▸ **Provided passage**
--------------------
Referring to FIGS. 6a and 6b, inkjet printing of passive components may cause an impact due to edge control and shape of the passive component. In general, a dome shape does not affect ability to predict the values of resistance, so long as the cross-sectional area is constant and predictable. In some instances, the ink material may be modified to allow for steeper or almost vertical edges in a device. In other instances, the outside boundary of a device can be formed first, cured, and additional material may be deposited inside the boundary. Additionally, it may be advantageous to fabricate a device in a “Lincoln Log” manner where the device is fabricated using separated lines of material. The Lincoln Log manner is illustrated in FIGS. 6a and 6b. The first deposition 605 includes several lines of a first ink which are deposited such that the lines are separated from each other, and the second deposition 610 includes several lines of a second ink which are deposited in the spaces between the separated lines deposited as shown in deposition 605. In addition, empirical data may be used to improve accuracy, especially in relation to a shape of a device or substrate characteristics.

Referring to FIGS. 7a and 7b, deposition of materials via ink jet device may sometimes result in a device that does not have a preferred level of surface smoothness. An example of such a device 705 is shown in FIG. 7a. Printing an orthogonal set of traces 710, as illustrated in FIG. 7b, may help to smooth the surface layer of multilayer devices, such as in resistors, capacitors, or inductors. The material may itself in some instances be used as a smoothing or planarization layer.

Referring to FIGS. 8a-8e, in some instances, the print head system can be used to allow all nozzles in the print head to contribute to a random pattern in fabrication of the passive component. This process is beneficial since variations exist in the performance of the print head that would result in components that exceed the tolerance requirement if all nozzles were not used to contribute to the component. Special dot patterns can be used to accomplish this task of utilizing all print nozzles to construct an electronic component. Variations in the deposition of materials are especially critical in the fabrication of resistors, but may also apply to the fabrication of capacitors, and inductors.

To overcome these variations, different print mechanisms may be employed that minimize the effect of one or more nozzles operating incorrectly during the ink deposition process. Referring to FIGS. 8a, 8b, and 8c, as an example, a 24-nozzle ink jet head could print the dot pattern 915, for which each nozzle is programmed to deposit a drop, versus other applications for which a nozzle may be programmed to deposit a line of drops. In this example, on a first pass, the pattern 805 is deposited; then, on a second pass, additional drops are deposited to produce the pattern 810; and then on a third pass, the dot pattern 815 is produced. For this example, because each nozzle deposits only one drop per pass, if a nozzle is not functioning, then only a single drop will be missing on each pass, instead of a whole row of ink drops being missing, as would be the case if the nozzles were programmed to deposit a line of drops on each pass. A whole line of missing drops would contribute to a higher error in the amount of deposited material versus a single missing drop. This methodology can be used to form a near rectangular device that could be used as a resistor, electrode of a capacitor, dielectric material of a capacitor, a conductor, or a magnetic core of an inductor. Referring to FIGS. 8d and 8e, the dot pattern itself may be randomized, as shown in the pattern 820. By randomizing the dot pattern itself, potential problems relating to slight misregistration of the print heads or nozzles may be avoided, because the randomization causes a deliberate lack of symmetry in the deposition pattern, and thus, through repeated deposition of layers, such errors tend to be overcome, as shown in pattern 825, rather than duplicated, as they would be in a symmetrical dot pattern.
--------------------
▸ **Data lines**
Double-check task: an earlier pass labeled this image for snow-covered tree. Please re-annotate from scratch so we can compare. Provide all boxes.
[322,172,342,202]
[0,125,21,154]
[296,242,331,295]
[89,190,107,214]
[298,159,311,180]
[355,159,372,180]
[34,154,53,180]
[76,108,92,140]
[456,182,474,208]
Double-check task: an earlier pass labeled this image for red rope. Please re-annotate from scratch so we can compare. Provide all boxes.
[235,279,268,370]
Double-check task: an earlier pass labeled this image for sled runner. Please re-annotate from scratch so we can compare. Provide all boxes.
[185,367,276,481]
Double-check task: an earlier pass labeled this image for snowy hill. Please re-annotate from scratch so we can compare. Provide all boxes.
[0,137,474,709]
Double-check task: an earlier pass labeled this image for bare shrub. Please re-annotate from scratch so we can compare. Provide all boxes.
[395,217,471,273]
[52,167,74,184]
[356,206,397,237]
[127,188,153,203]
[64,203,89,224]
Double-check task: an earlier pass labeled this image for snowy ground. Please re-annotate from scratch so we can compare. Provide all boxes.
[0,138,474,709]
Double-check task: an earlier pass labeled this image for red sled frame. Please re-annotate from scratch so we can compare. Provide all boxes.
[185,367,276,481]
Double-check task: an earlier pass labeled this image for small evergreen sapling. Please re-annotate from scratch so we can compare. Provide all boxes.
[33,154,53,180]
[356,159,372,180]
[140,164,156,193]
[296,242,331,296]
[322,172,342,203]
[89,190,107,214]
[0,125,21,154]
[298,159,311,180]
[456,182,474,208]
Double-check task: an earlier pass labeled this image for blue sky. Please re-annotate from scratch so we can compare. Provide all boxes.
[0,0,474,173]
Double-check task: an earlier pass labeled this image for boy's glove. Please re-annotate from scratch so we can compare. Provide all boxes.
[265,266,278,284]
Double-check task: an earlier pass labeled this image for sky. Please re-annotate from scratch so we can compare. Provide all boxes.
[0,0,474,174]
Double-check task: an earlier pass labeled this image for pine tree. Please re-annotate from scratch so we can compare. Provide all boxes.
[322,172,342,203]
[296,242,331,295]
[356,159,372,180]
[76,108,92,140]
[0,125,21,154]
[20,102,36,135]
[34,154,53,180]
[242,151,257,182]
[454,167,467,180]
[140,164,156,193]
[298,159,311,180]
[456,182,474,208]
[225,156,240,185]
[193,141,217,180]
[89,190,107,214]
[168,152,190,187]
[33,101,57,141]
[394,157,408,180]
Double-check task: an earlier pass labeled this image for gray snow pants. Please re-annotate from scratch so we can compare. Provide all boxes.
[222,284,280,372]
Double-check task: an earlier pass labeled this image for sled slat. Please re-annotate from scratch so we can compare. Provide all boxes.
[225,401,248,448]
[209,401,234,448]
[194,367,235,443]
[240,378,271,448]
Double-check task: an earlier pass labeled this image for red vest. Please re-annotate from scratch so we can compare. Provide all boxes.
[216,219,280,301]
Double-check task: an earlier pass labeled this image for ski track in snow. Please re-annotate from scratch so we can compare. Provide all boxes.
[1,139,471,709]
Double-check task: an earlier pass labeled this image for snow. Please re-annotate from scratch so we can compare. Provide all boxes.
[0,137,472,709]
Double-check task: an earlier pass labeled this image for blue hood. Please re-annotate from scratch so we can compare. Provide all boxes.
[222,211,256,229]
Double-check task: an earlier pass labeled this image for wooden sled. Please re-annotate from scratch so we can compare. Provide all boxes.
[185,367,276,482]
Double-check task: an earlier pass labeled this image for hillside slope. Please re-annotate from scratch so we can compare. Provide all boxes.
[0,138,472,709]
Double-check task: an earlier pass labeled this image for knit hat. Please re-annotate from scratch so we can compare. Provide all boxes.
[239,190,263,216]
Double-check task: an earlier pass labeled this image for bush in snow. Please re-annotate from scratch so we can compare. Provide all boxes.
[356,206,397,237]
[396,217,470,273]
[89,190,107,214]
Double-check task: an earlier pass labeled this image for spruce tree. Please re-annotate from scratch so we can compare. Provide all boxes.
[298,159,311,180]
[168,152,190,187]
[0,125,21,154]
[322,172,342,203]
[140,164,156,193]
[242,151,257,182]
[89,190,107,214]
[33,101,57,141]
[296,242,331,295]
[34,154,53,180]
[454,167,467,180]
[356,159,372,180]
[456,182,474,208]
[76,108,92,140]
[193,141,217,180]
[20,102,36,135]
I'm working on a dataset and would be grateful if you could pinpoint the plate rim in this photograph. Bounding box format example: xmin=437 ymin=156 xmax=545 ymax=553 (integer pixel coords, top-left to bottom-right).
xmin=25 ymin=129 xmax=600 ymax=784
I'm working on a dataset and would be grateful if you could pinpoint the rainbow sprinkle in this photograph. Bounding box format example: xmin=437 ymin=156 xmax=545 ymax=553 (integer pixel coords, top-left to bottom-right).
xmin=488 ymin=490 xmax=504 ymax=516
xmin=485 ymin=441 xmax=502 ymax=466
--------------------
▸ **Given request 1**
According to the passage on inkjet printing of passive components, what can the near rectangular device formed by the one-drop-per-pass methodology be used as? List every use.
▸ **Given request 2**
In the "Lincoln Log" manner described in the passage on inkjet printing of passive components, where are the lines of the second ink deposited?

▸ **Answer 1**
- A resistor
- An electrode of a capacitor
- Dielectric material of a capacitor
- A conductor
- A magnetic core of an inductor

▸ **Answer 2**
In the spaces between the separated lines of the first ink.